TASK BRIEF: Line by line, retype the whole listing exactly.

WORKING DATA:
== Segment start ==

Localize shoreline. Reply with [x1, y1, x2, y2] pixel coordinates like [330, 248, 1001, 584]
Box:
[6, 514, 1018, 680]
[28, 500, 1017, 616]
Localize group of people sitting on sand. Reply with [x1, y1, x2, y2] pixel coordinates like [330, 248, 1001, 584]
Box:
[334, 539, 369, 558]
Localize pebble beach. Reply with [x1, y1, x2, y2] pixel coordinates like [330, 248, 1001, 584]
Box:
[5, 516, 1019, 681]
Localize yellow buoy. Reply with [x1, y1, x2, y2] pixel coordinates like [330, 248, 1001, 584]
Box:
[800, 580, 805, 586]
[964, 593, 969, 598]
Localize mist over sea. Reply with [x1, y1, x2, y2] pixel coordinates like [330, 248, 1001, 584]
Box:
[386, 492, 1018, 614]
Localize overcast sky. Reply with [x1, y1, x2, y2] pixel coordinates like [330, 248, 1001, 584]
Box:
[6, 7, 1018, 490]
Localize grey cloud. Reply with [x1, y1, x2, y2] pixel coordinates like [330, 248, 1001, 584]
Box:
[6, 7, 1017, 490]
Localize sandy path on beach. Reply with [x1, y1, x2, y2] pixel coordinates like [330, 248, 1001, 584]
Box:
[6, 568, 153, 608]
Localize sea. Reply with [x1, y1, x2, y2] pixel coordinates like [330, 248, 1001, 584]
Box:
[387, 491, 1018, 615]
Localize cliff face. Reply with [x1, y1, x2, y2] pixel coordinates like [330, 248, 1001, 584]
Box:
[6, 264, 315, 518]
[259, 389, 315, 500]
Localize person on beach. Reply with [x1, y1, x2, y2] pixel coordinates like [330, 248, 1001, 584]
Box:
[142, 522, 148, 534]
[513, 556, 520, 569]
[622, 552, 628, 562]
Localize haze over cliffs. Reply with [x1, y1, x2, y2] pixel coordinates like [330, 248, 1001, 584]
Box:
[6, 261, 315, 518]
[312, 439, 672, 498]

== Segment end ==

TASK ANSWER:
Localize shoreline. Reply with [x1, y1, x2, y2] pixel coordinates like [330, 248, 1001, 584]
Box:
[6, 514, 1018, 680]
[28, 500, 1017, 616]
Localize group of people sitting on sand. Reply with [x1, y1, x2, y2] pixel coordinates like [330, 248, 1001, 584]
Box:
[334, 539, 369, 558]
Localize pebble beach. Reply with [x1, y1, x2, y2] pixel coordinates like [330, 248, 1001, 584]
Box:
[5, 516, 1019, 681]
Localize yellow buoy. Reply with [x1, y1, x2, y2] pixel coordinates like [330, 248, 1001, 584]
Box:
[800, 580, 805, 586]
[964, 593, 969, 598]
Localize mist over sea. Reply with [x1, y1, x2, y2] pixel coordinates like [330, 248, 1001, 584]
Box:
[386, 492, 1018, 614]
Localize overcast sky. Reply with [x1, y1, x2, y2] pixel coordinates like [330, 248, 1001, 584]
Box:
[6, 7, 1018, 490]
Localize grey cloud. Reply with [x1, y1, x2, y2] pixel coordinates like [330, 248, 1001, 584]
Box:
[6, 7, 1017, 490]
Localize sandy path on beach. Reply with [x1, y1, x2, y2] pixel coordinates like [330, 248, 1001, 584]
Box:
[6, 568, 153, 608]
Localize sea. Reply with [x1, y1, x2, y2] pixel coordinates like [330, 248, 1001, 584]
Box:
[387, 491, 1018, 615]
Localize cliff face. Reply with [x1, y1, x2, y2] pixel coordinates like [330, 248, 1001, 584]
Box:
[6, 264, 315, 518]
[259, 389, 315, 500]
Localize person on beach. Reply with [x1, y1, x2, y2] pixel coordinates like [330, 248, 1001, 584]
Box:
[142, 522, 148, 534]
[513, 556, 520, 569]
[622, 552, 628, 562]
Localize haze over cliffs. Reply with [x1, y1, x2, y2] pixel coordinates like [330, 248, 1001, 584]
Box:
[6, 261, 315, 518]
[312, 439, 672, 498]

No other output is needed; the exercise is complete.